#### [Written problem]
Would it be possible to quote, exactly and in full, the lines from the one with "white background ->" through the end of the entries below?

#### [The records]
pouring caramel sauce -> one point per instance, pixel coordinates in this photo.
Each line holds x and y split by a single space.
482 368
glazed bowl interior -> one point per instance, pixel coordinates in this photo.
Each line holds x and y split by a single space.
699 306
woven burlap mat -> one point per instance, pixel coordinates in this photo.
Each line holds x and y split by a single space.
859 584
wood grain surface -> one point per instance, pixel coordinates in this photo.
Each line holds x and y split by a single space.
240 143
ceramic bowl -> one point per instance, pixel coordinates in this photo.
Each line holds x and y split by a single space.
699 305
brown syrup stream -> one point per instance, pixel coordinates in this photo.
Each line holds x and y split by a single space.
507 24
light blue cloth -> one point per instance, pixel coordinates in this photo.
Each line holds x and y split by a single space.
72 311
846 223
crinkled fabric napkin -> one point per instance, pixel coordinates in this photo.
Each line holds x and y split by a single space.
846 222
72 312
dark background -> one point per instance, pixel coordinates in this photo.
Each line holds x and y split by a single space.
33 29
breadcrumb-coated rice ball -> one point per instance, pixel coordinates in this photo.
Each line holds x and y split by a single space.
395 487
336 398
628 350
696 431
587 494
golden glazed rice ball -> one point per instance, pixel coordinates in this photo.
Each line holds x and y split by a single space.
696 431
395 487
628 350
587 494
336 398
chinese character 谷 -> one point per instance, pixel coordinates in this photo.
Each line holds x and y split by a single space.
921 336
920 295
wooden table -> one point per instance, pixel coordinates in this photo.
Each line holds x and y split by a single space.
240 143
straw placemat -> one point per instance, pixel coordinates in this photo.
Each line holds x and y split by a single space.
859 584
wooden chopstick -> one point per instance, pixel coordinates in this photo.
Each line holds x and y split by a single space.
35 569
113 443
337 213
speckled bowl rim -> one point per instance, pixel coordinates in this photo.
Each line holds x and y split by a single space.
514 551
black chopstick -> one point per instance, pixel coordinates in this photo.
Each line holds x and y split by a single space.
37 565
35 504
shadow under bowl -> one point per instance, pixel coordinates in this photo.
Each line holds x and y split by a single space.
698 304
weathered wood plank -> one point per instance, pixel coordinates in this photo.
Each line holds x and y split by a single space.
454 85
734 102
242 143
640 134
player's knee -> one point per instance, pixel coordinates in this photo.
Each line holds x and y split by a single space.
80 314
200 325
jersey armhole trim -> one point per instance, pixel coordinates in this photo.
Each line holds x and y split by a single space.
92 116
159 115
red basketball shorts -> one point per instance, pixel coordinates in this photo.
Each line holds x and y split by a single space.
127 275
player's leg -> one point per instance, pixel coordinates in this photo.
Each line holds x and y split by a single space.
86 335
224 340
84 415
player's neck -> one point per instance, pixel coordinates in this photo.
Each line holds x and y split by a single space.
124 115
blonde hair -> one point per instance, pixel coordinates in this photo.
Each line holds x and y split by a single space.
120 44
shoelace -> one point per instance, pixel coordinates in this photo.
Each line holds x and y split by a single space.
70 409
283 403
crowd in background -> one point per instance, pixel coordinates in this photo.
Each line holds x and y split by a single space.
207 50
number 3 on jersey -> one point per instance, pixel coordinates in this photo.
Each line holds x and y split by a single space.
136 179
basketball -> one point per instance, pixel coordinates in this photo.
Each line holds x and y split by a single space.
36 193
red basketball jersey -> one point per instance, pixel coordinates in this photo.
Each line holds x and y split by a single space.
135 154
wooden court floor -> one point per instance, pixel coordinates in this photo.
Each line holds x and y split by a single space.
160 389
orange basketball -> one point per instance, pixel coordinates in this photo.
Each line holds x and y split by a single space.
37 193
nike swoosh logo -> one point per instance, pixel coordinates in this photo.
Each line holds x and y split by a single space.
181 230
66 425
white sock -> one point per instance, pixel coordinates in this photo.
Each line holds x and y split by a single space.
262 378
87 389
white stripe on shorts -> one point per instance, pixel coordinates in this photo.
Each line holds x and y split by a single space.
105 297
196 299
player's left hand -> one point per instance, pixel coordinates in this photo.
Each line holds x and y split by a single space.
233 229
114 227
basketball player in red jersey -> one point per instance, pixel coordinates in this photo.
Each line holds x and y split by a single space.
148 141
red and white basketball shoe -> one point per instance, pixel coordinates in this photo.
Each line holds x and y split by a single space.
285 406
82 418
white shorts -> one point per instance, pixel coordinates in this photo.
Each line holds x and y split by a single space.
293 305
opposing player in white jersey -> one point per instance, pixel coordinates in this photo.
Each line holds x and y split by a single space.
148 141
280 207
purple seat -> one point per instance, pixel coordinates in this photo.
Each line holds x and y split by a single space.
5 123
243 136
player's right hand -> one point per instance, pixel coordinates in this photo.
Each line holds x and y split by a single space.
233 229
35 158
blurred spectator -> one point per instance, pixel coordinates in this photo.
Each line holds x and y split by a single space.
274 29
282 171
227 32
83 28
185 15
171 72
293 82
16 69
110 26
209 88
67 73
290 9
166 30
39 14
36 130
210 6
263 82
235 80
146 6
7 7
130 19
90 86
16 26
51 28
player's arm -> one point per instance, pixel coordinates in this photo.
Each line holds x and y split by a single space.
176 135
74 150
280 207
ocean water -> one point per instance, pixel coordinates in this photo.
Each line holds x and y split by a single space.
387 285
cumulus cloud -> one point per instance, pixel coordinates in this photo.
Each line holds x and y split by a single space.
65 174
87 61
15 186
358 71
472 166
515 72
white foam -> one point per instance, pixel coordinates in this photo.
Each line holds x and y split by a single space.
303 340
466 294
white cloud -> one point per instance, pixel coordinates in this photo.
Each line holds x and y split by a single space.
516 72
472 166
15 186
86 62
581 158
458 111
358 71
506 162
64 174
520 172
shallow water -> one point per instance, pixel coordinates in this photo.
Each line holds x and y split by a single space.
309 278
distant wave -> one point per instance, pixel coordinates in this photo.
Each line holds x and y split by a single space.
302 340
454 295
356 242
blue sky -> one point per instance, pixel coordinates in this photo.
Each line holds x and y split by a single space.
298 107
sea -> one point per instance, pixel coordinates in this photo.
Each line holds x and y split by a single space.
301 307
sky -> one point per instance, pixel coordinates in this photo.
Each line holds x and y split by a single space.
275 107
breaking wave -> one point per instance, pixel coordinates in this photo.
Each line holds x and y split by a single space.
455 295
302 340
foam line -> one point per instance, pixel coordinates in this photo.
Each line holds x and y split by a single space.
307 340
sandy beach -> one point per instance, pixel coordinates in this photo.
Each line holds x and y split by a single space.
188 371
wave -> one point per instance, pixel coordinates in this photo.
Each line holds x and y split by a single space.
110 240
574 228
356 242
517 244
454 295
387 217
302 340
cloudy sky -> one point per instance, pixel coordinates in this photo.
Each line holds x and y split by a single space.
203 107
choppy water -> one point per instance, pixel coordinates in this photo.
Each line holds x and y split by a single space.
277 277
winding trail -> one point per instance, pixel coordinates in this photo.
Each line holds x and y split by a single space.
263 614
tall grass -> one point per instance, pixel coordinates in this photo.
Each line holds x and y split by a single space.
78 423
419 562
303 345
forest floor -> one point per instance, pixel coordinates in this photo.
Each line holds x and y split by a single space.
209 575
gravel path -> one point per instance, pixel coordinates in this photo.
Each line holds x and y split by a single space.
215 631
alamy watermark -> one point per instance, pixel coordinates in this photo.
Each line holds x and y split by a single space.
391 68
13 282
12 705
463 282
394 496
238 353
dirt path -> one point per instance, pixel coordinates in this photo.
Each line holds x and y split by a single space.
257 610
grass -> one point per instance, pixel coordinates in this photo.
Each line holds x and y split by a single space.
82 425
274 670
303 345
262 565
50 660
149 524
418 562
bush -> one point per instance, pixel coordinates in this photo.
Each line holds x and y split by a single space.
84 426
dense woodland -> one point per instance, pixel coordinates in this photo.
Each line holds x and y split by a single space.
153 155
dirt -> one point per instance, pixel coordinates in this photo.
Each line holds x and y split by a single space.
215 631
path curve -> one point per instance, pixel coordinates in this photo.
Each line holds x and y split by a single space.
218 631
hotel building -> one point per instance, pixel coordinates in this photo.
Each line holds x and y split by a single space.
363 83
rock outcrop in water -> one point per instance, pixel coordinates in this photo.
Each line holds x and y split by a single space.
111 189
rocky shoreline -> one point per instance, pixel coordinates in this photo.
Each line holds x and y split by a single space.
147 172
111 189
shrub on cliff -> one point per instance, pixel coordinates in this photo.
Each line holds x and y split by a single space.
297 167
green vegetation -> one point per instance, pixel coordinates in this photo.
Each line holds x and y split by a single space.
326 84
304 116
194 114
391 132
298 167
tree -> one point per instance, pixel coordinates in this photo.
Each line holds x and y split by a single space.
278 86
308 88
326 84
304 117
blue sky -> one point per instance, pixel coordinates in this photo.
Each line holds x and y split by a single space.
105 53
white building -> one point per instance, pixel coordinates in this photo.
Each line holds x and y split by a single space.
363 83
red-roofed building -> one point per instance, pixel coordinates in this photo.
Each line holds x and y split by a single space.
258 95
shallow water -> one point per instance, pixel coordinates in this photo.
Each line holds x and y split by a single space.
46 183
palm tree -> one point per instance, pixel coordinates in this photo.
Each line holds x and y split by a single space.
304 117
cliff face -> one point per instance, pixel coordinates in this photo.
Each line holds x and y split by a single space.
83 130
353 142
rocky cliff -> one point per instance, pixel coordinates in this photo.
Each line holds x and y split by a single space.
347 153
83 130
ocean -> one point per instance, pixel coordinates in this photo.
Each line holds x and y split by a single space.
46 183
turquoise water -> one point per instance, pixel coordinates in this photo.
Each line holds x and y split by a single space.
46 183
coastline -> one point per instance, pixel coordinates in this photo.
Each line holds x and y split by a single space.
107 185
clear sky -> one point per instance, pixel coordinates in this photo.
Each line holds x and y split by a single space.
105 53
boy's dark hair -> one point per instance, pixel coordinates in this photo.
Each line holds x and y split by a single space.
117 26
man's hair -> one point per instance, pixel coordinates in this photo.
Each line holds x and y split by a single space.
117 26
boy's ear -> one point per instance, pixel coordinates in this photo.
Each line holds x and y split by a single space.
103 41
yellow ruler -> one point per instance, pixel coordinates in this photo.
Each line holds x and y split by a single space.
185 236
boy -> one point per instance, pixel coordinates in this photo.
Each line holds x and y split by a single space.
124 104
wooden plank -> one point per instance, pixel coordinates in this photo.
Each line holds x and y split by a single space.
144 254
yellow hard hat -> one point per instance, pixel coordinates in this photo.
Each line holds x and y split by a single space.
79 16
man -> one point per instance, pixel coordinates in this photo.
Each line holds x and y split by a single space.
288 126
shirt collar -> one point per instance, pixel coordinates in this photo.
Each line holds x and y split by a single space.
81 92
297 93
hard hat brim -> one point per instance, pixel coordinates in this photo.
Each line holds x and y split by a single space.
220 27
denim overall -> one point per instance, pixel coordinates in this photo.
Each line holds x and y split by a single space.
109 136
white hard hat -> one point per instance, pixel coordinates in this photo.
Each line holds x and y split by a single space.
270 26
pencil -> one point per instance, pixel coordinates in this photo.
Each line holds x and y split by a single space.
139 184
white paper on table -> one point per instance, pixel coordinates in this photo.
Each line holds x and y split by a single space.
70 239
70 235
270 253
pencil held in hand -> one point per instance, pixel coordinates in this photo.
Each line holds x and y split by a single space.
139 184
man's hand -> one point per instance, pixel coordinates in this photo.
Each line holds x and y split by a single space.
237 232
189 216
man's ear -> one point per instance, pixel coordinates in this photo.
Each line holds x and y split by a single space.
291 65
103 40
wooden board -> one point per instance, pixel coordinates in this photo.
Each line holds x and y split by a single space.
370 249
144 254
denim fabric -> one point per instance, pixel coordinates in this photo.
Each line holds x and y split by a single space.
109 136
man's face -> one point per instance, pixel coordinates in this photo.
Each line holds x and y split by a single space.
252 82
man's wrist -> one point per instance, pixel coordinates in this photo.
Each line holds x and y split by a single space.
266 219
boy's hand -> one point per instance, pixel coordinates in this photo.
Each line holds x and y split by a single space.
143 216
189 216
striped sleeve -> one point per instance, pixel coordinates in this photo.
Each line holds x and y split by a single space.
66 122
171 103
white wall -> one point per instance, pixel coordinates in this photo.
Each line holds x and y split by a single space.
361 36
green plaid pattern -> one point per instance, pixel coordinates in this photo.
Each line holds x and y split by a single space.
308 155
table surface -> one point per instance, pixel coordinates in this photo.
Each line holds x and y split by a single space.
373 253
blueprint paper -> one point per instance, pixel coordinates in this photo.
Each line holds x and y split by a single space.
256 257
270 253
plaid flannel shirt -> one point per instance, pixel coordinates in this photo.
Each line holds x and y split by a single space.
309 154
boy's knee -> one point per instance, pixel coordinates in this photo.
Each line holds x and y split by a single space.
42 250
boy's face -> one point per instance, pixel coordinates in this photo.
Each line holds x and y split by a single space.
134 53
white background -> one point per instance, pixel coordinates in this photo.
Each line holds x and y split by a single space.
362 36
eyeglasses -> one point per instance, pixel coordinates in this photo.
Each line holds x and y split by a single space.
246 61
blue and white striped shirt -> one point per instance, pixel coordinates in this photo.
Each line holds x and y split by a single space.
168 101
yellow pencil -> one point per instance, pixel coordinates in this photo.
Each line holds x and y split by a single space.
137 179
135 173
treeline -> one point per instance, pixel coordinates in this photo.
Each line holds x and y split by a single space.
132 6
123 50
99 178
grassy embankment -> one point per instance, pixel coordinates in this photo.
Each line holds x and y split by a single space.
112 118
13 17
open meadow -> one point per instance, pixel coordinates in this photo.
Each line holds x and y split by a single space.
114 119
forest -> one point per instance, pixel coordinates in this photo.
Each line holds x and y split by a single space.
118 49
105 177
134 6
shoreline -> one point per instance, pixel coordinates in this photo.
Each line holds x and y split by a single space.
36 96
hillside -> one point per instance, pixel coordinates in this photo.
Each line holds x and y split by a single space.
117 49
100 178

#### [Answer to this problem]
white background -> one point per instance, pixel coordinates in this photo.
Each line holds x and y split by a single space.
362 36
eyeglasses -> one point per instance, pixel coordinates in this photo.
Each line holds x and y split by a single space.
246 61
blue and white striped shirt -> one point per instance, pixel coordinates in this photo.
Each line holds x and y split by a single space.
168 101
yellow pencil -> one point per instance, pixel coordinates in this photo.
Each line holds x and y split by a single space.
137 179
135 173
treeline -> one point per instance, pixel coordinates in this photo.
Each line holds x and y split by a single space.
132 6
123 50
99 178
grassy embankment -> one point per instance, pixel coordinates in this photo.
Each line holds x and y split by a single space.
112 118
13 17
open meadow -> one point per instance, pixel coordinates in this photo.
Each line holds x and y split by a single space.
114 119
forest -> one point per instance, pixel coordinates in this photo.
Each line holds x and y split by a single space.
118 49
105 177
134 6
shoreline -> one point per instance, pixel coordinates in this photo.
Each line holds x and y split by a single space.
36 96
hillside -> one point per instance, pixel coordinates in this photo.
Each line holds x and y split by a single space.
117 49
100 178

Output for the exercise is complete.